[WHAT THE TASK REQUIRES] List each line of the items below that contains the word "square", copying every such line in full. Matching is case-sensitive.

[Entries drawn from a collection]
○ ○ ○ ○
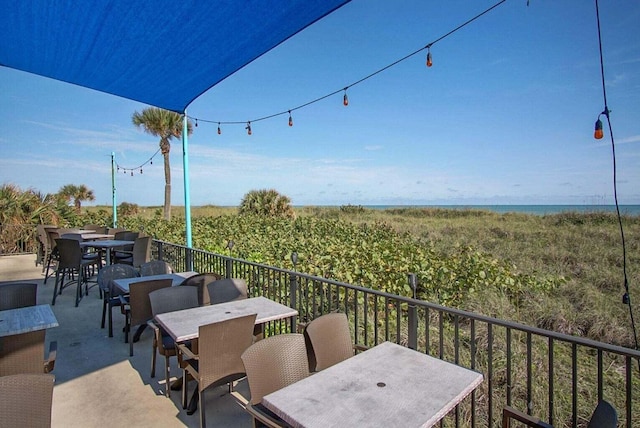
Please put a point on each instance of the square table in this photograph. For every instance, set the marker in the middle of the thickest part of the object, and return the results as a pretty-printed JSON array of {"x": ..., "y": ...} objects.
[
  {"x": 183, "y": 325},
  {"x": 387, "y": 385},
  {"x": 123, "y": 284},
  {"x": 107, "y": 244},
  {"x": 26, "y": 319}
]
○ ○ ○ ○
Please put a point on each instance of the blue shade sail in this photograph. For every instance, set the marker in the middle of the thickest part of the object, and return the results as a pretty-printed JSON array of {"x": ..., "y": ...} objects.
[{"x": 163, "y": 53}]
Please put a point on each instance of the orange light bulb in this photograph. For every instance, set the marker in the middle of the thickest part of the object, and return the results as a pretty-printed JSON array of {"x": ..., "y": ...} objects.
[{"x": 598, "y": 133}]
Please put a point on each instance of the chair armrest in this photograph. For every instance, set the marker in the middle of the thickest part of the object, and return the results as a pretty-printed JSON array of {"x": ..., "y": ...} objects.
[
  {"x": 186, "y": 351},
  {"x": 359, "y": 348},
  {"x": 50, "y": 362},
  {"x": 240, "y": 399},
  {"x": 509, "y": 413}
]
○ ○ ○ ○
[FINAL ANSWER]
Please put a point on each instance of the square table in this photograph. For every instance, set the marker in the middle of the thickest part of the object, and return the results as a pretty-printed JSON array of {"x": ..., "y": ...} objects.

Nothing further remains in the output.